We can compare this with Gerard Terborch’s painting from the same time of another music lesson. Here, the teacher, standing with his baton in hand, is instructing the anxious student, playing the same instrument we saw in the Ochtervelt work. The viola da gamba again lies on the table. But, what might be regarded as a deeper story in this work is that they’re not working, as in so many Vermeer musical paintings or in the Ochtervelt, in front of a well-lit public window, but are now in a bedroom, with the bed looming in the shadows behind.
Antonio Bertali: Ciaconna in C Major (Echo du Danube Ensemble)
How can you wear music? If you’re a stylish person at the turn of the 19th century, perhaps this pair of leather gloves might be to your taste. The images which are derivative from those created by the French artist Jacques Callot earlier in the 17th century, include musicians such as a drummer, a woodwind player in a big hat, a violinist standing with his legs together, and a man with a feather in his cap playing the guitar. The images, such as that of the violinist and the guitarist, are reversed. These images were placed on the leather with copper plate printing before the material was cut for making gloves.
Karl August Hermann: Kadund Kinnas (Lost Glove) (Nicolas Horvath, piano)
The caricaturist James Gillray poked fun at British politics and society with his etched satires, mostly published between 1792 and 1810. In this print from 1800, the art of music is held up to his raking light: what could be a pleasant trio with a violinist, a cellist and a pianist, has turned into something very different. In the center, a woman with an exultant grin on her face is at the piano, to her left is an aging cellist who is still playing and to her right is an aging violinist who has given up and is holding a spotted handkerchief. Both men are quite angry and are showing their displeasure to the world; she however, is so delighted that she hasn’t noticed their reaction. Even her toes are turned up in pleasure.
This image is not of any known people but is actually a derivation of another work by James Gillray, called Playing in Parts.
This Gillray image took as its source a watercolour image by the amateur artist Brownlow North. In the North image, the ensemble of 2 flutes, violin, cello and piano are scraping along, providing music for the dancers behind them. None of the musicians looks very happy and the little dog at the bottom right is howling in disapproval as it sits on the music scattered on the floor.
By just concentrating on the 3 central figures and changing their expressions, Gillray has given us a very different kind of musical party. Now the little dog, under the piano, looks like he’s growling, not howling.
Franz Schubert: Piano Quintet in A Major, Op. 114, D. 667, “Die Forelle” (The Trout) – IV. Theme and Variations (Villa Musica Ensemble; Leonard Hokanson, piano)
In a picture of the ‘Holy Kinship,’ German artist Albrecht Dürer adds two riotous musical angels to lighten the subject. The ‘Holy Kinship’ refers to images that show Jesus’ extended family, starting with his maternal grandmother Saint Anne, who married three husbands and had three daughters named Mary. The first Mary had Jesus, the second Mary had James the Lesser, Simon, and Jude, and the third Mary bore James the Greater and John the Evangelist. Six of the 12 Apostles, when you include John the Baptist, were cousins of Jesus.
In the Dürer image, a small angel with a set of bagpipes and another with a lute cavort at the feet of Mary and Saint Anne. This could be representing rural (bagpipes) and urban (lute) culture, or the fact that Christianity appeals to both societies, or the fact that the bagpipes have been set aside while the lute sounds may show something completely different.

### Prompt A
According to the text on musical scenes in art, what method was used to put the musician images onto the leather gloves?
### Prompt B
Pick up the text on musical scenes in art after its last sentence and continue it.
The listing has no connection to the text on musical scenes in art.

### Entries shown

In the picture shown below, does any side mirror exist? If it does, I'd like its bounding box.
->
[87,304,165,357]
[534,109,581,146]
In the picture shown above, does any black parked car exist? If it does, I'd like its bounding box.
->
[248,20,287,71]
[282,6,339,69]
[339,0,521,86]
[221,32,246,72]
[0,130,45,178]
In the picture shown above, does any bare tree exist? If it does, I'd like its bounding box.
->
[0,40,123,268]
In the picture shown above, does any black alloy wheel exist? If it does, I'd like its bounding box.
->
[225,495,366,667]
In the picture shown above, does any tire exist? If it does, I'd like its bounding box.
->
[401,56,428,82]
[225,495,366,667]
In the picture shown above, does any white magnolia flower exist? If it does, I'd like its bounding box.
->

### Expected output A
Copper plate printing, done before the leather was cut for making the gloves.

### Expected output B
Vincenzo Galilei: Contrapunto Secondo di B.M (Laurren Compagney)
One of the most unusual collections at the Art Institute are the Thorne Rooms. The wealthy Narcissa Niblack Thorne, married to the heir of Montgomery Ward, devoted her time and attention to the creation of miniature rooms, done on the scale of 1:12, i.e., 1 foot = 1 inch (30.48 cm = 2.54 cm). The creation of the rooms, done in the 1930s, benefitted from the large number of unemployed crafts-workers she could call on. Both English and American rooms were created, numbering approximately 100, and 68 of them are in Chicago at the Art Institute. The miniature rooms are made of the same materials as a full-sized room, and some include original works of art.
Narcissa Niblack’s inspiration came from the miniature furniture sent to her by her uncle in the Navy as he travelled. She started her collection around 1900, when she was 18 and her marriage at age 19 to James Ward Thorne, heir to the Montgomery Ward department store fortune, gave the backing to do the research, create the sketches and blueprints, and hire the staff to make her ‘period rooms’ come to life.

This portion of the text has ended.